What this exercise asks:
• A. Write out the part of the Day of Service page from "LOWER SCHOOL" up to and including "Side Ecology Center.", word for word.
• B. From the Day of Service page, list every grade level that took part in a service activity.

Text passage:
※ ※ ※

"We prepare students to engage in the world that is and to help bring about a world that ought to be."

Day of Service

School Partners with 40 Nonprofits
 
On Tuesday, April 23, the Friends community volunteered with nonprofits across the city for the annual Day of Service. The School partnered with over 40 nonprofits that focus on everything from alleviating hunger and homelessness to composting and reducing waste to the inequalities in the U.S. system of mass incarceration. Service and civic engagement in an integral part of Friends’ culture to help bring about a world that ought to be. Below is an overview of the day’s activities.

LOWER SCHOOL

For the second year in a row, Kindergarten and First Grade students participated in a waste audit at the School. This audit is an important gauge of the School’s daily waste and provides motivation to take steps that help Friends achieve its goal of reducing waste by 65 percent by 2026.

In coordination with the art and science classes, the Second Grade prepared seed balls with seeds native to the North East coast. Student volunteer assembled the balls over the course of service week. In May, they will travel to East River Park to disperse the balls with the Lower East Side Ecology Center.

Grade 3 students joined the Friends cafeteria staff to cook meals for the guests at The Friends Shelter. The Friends Shelter is a particularly unique organization because it is the only co-ed shelter that is completely volunteer-run and open seven days a week, every day of the year. Students may sign their family up to make a meal for the shelter over the summer by clicking this link. Volunteers during this time are especially needed.

Grade 4 worked with Rational Animal, an advocacy organization that supports shelter animals in the New York City region and beyond. Students created fleece dog toys to be distributed to local animal shelters.


 
MIDDLE SCHOOL

Grade 5 students received an introduction to city-wide composting efforts from Common Ground Compost before traveling to Governor’s Island to work with Earth Matter. The volunteer opportunity began with a tour of the Compost Learning Center and then students spent the day working to support the farm and other environmental projects. Earth Matter seeks to reduce the organic waste misdirected into the garbage stream by encouraging neighbor participation and leadership in composting. This volunteer effort directly links to the student’s year-long study of humans’ impact on the environment in their goLEAD class.

Grade 6 students participated in a H2O for Life Walk in Central Park.They carried one-gallon containers of water, simulating the long trek children their age make every day for water in other regions of the world. Each student crafted a persuasive letter to a potential sponsor within their community as they advocate for those in need. Their efforts help educate others and raise funds to install well and hand-washing stations at a school in Nicaragua. To learn more about this project and donate, click here. This volunteer effort is an extension of students’ studies of the United Nations Sustainable Development Goal #6 in their goLEAD class.

Grade 7 service activities are divided into two parts across different days. On the Day of Service, students participated in a two-hour volunteer tutor training session facilitated by staff from Reading Partners. Students learned about the organization’s efforts to increase literacy rates and support young readers in New York City who may be struggling with certain skills. Additionally, students were trained in how to serve as tutors at the Reading Partners centers. On Monday, April 29, students will tutor at various Reading Partner Centers across the city. This service opportunity connects to students’ goLEAD class focus on educational equity.

※ ※ ※

Data rows:

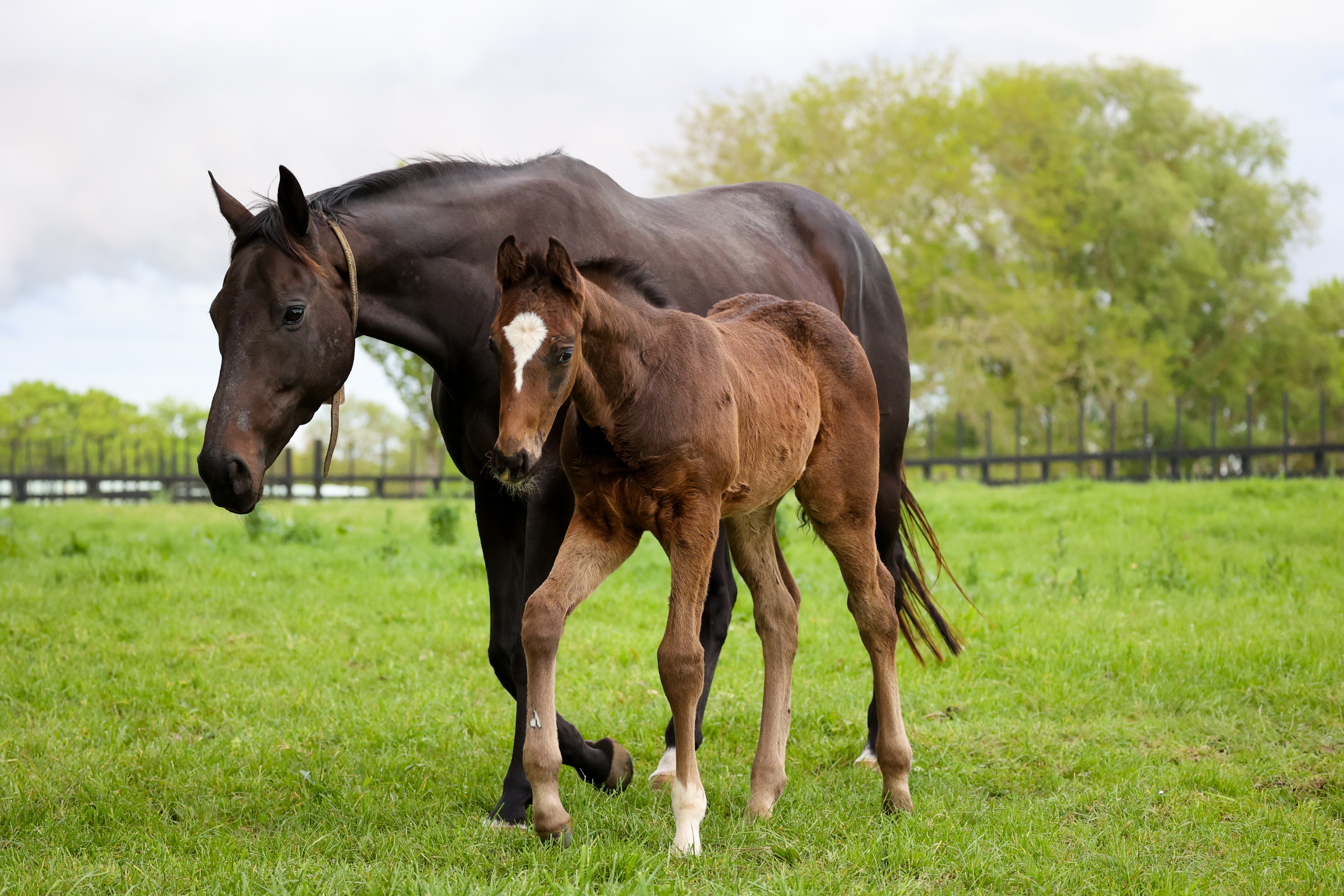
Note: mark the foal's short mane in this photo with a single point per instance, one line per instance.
(267, 222)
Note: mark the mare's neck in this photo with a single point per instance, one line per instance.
(613, 370)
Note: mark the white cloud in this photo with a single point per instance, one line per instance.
(113, 113)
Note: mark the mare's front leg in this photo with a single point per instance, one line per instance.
(502, 524)
(589, 554)
(714, 630)
(690, 546)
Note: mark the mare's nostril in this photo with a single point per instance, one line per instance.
(240, 476)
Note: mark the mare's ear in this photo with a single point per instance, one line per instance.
(292, 203)
(558, 263)
(234, 211)
(510, 264)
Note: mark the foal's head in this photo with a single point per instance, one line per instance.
(537, 342)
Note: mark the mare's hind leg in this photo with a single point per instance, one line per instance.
(839, 492)
(776, 605)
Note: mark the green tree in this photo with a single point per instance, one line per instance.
(1057, 233)
(49, 426)
(413, 379)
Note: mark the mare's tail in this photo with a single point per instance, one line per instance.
(916, 605)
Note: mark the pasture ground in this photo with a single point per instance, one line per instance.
(1152, 703)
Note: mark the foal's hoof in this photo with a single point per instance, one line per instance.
(663, 777)
(623, 766)
(867, 759)
(897, 802)
(562, 837)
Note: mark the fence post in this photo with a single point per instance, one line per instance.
(1285, 433)
(1320, 454)
(1017, 450)
(959, 443)
(1213, 436)
(990, 448)
(1082, 441)
(1050, 444)
(1250, 436)
(1176, 470)
(1111, 458)
(318, 469)
(929, 465)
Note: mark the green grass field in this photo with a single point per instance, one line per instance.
(1151, 703)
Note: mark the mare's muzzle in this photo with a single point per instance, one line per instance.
(230, 481)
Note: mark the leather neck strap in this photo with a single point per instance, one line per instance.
(354, 295)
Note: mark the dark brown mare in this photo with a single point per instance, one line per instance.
(425, 240)
(676, 424)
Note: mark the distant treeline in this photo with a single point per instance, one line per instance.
(1061, 236)
(49, 429)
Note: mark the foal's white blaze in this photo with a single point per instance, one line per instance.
(689, 805)
(525, 335)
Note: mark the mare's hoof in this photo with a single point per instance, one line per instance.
(623, 766)
(867, 759)
(663, 777)
(896, 804)
(562, 837)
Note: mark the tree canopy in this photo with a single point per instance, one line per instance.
(1057, 233)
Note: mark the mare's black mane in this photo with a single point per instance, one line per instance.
(268, 225)
(621, 269)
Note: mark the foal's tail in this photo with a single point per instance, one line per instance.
(914, 597)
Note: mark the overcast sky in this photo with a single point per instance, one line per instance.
(112, 248)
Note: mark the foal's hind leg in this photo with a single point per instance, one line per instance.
(754, 552)
(840, 503)
(690, 544)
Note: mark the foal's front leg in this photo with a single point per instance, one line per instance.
(586, 558)
(690, 548)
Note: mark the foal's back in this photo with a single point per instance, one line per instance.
(795, 369)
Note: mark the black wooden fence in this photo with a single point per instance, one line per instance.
(52, 472)
(1233, 449)
(1171, 444)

※ ※ ※

Answer set:
• A.
LOWER SCHOOL

For the second year in a row, Kindergarten and First Grade students participated in a waste audit at the School. This audit is an important gauge of the School’s daily waste and provides motivation to take steps that help Friends achieve its goal of reducing waste by 65 percent by 2026.

In coordination with the art and science classes, the Second Grade prepared seed balls with seeds native to the North East coast. Student volunteer assembled the balls over the course of service week. In May, they will travel to East River Park to disperse the balls with the Lower East Side Ecology Center.

• B.
- Kindergarten
- First Grade
- Second Grade
- Grade 3
- Grade 4
- Grade 5
- Grade 6
- Grade 7